Records to use:
- Opening Delimiter -
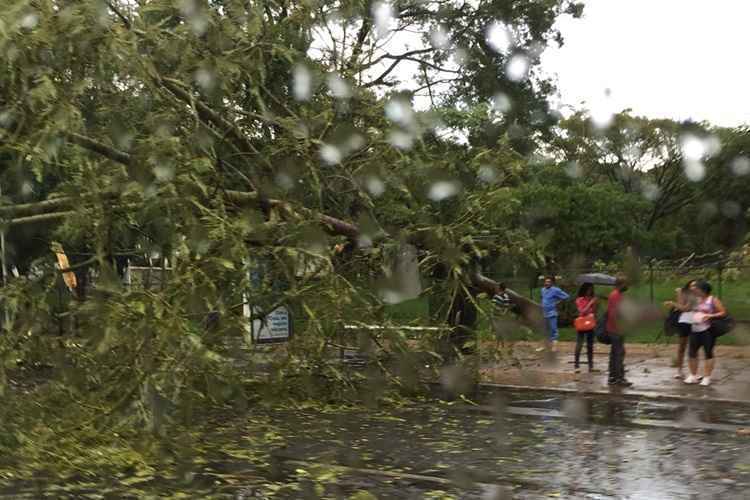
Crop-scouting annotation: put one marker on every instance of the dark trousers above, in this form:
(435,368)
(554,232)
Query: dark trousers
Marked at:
(617,357)
(589,347)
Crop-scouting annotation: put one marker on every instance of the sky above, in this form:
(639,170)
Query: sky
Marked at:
(679,59)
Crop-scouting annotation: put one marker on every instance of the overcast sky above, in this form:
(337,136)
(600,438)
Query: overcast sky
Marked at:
(663,58)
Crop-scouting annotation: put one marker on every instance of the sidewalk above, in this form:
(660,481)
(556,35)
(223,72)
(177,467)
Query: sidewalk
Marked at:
(648,367)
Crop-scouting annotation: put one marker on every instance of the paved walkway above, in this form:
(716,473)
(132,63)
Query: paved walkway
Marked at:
(650,368)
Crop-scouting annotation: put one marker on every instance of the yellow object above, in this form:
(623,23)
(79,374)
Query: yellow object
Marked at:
(62,262)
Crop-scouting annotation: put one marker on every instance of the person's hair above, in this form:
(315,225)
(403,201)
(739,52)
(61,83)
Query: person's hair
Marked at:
(704,286)
(585,288)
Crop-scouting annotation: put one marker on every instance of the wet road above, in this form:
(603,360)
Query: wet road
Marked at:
(567,448)
(510,445)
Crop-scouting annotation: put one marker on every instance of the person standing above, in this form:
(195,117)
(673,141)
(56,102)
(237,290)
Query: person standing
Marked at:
(551,296)
(614,330)
(586,304)
(708,308)
(685,302)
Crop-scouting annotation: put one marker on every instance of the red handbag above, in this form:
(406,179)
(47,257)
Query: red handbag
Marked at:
(585,323)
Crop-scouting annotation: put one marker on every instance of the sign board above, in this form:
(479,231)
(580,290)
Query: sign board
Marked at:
(276,327)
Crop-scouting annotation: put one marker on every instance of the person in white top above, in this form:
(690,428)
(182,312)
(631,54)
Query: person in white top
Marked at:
(707,308)
(685,302)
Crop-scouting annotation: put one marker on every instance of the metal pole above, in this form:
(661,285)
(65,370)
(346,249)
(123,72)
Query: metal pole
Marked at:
(4,269)
(651,280)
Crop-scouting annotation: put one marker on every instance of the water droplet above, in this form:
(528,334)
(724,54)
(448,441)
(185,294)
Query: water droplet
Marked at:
(164,173)
(602,111)
(442,190)
(392,296)
(382,12)
(6,118)
(439,38)
(355,142)
(29,21)
(196,19)
(400,111)
(731,209)
(205,79)
(284,181)
(375,186)
(364,241)
(27,189)
(517,68)
(330,154)
(713,145)
(499,37)
(301,83)
(124,140)
(400,140)
(488,174)
(650,191)
(740,165)
(694,170)
(338,86)
(460,57)
(573,169)
(693,148)
(501,102)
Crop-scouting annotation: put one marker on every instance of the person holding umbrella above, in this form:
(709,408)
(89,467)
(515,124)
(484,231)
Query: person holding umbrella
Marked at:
(585,323)
(551,295)
(616,334)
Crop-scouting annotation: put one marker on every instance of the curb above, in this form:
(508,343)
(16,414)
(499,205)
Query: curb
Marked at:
(489,387)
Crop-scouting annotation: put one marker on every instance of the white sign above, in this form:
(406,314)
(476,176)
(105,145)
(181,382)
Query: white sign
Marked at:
(276,327)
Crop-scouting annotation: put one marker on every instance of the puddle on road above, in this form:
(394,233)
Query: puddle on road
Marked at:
(621,411)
- Closing Delimiter -
Action item:
Lines from the one containing "of the puddle" through the last line of the listing are to be restated word for word; no other line may appear.

Written reply:
Crop-scouting annotation: put one marker on every instance of the puddle on road above, in this form:
(394,233)
Query: puddle on road
Marked at:
(621,411)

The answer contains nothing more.